* [Set of tasks]:
a: Answer these questions about the post on Indian identity:
(i) Which three Indians does the post name among the first to be "waxed" at Madame Tussaud's after Mahatma Gandhi?
(ii) By what name was India known in ancient times, and for what?
(iii) For what three things is Goa said to be well known?
b: Pick up the post on Indian identity after its final sentence and keep writing it.

* [Text shown]:
....

26 January 2011

What does it mean to be an Indian?

The Indian identity
The underlying theme of the R-day this year (as with every year) is patriotic. It made me ponder what exactly does it mean to be an Indian? Having grown up listening to mythological tales of Lord Krishna and Ram, and political legends such as Gandhi and Nehru, I thought the entire world identified us Indians with these names. In contemporary times, its Amitabh Bachchan, Shah Rukh Khan and Aishwarya Rai-Bachchan who were among the first Indians to be 'waxed' at Madame Tussaud's after Mahatma Gandhi. Much to my surprise then, when we arrived in the USA about a decade ago, I realized that people associated India with elephants, snake-charmers and the Kamasutra. One of the most well-known cities of India was not Delhi - our nation's capital, but Goa(!) for its beaches, feni and rave parties. 

Lately, in the wake of Deepak Chopra's remarkable rise to popularity, India is also in the limelight for Ayurveda and Yoga. Sadly, among the Indians living abroad, India is still defined by corrupt politicians, filthy roads, loud noise during weddings & festivals; raucous, nosy relatives and spicy, tasty food. Despite being a civilization that is hundreds of thousands years old, with a rich cultural heritage; though India enjoys enviable unity amongst diverse religions, communities and languages- sadly, it has no definite identity for the world at large. Known as 'Sone ki  chidiya' (golden sparrow) in ancient times for its abundant crops and spices, it was reduced to one of the 'developing' nations of the third world post numerous invasions and plundering. 

Steeped in (oft debated) virtues of forgiveness, sacrifice and non-violence, we have nonetheless achieved significant progress on almost all fronts be it business, technology, medicine, education, entertainment, sport and even space travel. Today we are an economy to contend with, students across the globe flock to our universities, our films are respected and acknowledged at various premiere film festivals, our cuisine one of the most popular ones in international restaurants and our cities are coveted tourist destinations. India has finally arrived despite grave reservations (pun intended), natural as well as man-made calamities(read terrorism).

....

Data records

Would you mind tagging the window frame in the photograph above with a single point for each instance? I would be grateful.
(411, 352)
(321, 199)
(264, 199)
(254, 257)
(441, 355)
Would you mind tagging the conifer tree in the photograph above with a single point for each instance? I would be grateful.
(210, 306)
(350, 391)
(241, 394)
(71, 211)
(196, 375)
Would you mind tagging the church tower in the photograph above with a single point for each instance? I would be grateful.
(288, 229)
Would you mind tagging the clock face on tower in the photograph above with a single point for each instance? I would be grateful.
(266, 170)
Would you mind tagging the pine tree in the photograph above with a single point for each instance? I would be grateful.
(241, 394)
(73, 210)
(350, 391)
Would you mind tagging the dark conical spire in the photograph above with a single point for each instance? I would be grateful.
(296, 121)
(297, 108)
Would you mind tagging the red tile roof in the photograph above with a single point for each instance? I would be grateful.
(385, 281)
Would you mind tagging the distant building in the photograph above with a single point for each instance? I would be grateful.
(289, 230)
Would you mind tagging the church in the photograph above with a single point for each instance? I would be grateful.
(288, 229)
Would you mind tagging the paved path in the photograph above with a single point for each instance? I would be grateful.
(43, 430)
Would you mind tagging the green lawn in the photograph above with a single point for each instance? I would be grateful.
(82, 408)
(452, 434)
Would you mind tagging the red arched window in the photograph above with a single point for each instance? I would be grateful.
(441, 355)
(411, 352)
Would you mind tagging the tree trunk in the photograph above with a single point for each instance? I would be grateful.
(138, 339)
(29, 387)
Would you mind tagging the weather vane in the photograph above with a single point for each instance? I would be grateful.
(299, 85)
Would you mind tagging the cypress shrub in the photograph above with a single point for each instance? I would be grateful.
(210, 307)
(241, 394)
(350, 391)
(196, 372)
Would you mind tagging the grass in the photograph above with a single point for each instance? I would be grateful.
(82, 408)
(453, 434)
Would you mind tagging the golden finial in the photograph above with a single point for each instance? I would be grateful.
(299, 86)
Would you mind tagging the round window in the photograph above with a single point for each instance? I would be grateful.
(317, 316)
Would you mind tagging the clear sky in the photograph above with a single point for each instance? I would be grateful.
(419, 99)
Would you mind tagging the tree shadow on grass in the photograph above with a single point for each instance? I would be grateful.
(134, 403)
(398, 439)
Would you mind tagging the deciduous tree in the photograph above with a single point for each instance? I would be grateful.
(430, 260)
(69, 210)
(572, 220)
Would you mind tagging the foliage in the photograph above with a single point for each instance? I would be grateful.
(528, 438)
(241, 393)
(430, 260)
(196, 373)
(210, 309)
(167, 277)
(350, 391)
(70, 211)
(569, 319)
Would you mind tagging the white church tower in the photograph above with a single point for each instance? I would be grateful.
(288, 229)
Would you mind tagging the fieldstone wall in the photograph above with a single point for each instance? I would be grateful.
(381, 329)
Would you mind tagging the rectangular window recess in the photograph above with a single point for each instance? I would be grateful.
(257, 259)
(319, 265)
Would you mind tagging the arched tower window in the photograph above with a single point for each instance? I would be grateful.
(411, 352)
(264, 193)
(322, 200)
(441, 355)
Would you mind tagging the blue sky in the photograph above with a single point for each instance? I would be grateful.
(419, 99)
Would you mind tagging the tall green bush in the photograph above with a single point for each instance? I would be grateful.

....

* [Answers below]:
a:
(i) Amitabh Bachchan, Shah Rukh Khan and Aishwarya Rai-Bachchan.
(ii) 'Sone ki chidiya' (golden sparrow), for its abundant crops and spices.
(iii) Its beaches, feni and rave parties.

b:
Somewhere along the line though, our joint family system, our definition of right and wrong, our values of 'pran jaayi par vachan na jaayi' (Life will end but promises once made won't die) and simple living have become diluted. Exhibiting our famous flexibility and expansive nature, we have embraced the culture of other nations along with their daughters as an integral part of our families. Where else can you see people tucking into salads, sushi, noodles and pasta with as much gusto as with makke di roti, sarson da saag and aamti-bhaat! Shopping malls and cineplexes have replaced the chaupati and dhabas. But then where else can we find maids who tote cell phones yet clean your homes as if its their own! Indian culture of today is a curious amalgamation of the traditional and modern. A glass-fronted restaurant and paan ki tapri stand side by side and make equal business.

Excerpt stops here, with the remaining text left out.